**To do**
Scan the entries below and count the lines holding the string "each". Supply only the number.

Collected data
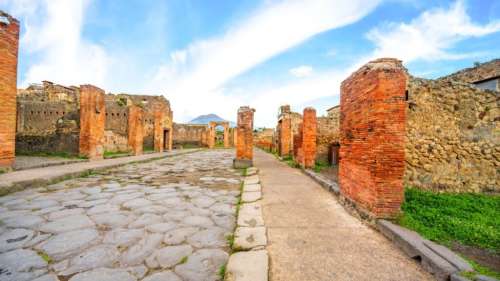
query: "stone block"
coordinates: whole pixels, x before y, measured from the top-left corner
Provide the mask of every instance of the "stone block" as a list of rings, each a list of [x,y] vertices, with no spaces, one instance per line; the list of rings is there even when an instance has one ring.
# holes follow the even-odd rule
[[[235,167],[251,167],[253,165],[253,114],[255,109],[241,106],[238,109],[238,124],[236,128],[236,158]]]
[[[234,250],[251,250],[266,245],[266,228],[263,226],[237,227],[234,232]]]
[[[238,226],[264,226],[262,207],[259,202],[242,204],[238,213]]]
[[[248,191],[261,191],[261,186],[258,183],[243,185],[243,192],[248,192]]]
[[[102,159],[106,107],[104,91],[92,86],[80,86],[80,155]]]
[[[253,166],[252,160],[247,159],[233,159],[233,167],[235,169],[245,169]]]
[[[144,142],[144,111],[132,105],[128,110],[128,146],[133,155],[141,155]]]
[[[229,257],[225,280],[267,281],[268,271],[269,257],[266,250],[238,252]]]
[[[241,202],[250,203],[260,200],[262,198],[262,193],[260,191],[243,192],[241,194]]]
[[[244,183],[245,183],[245,184],[257,184],[257,183],[259,183],[259,182],[260,182],[260,180],[259,180],[259,176],[257,176],[257,175],[254,175],[254,176],[249,176],[249,177],[246,177],[246,178],[244,179]]]

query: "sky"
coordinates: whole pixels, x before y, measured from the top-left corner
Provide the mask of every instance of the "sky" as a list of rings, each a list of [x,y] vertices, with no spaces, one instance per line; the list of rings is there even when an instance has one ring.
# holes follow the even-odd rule
[[[175,122],[339,104],[378,57],[437,78],[500,57],[500,0],[0,0],[21,22],[18,87],[164,95]]]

**Solution**
2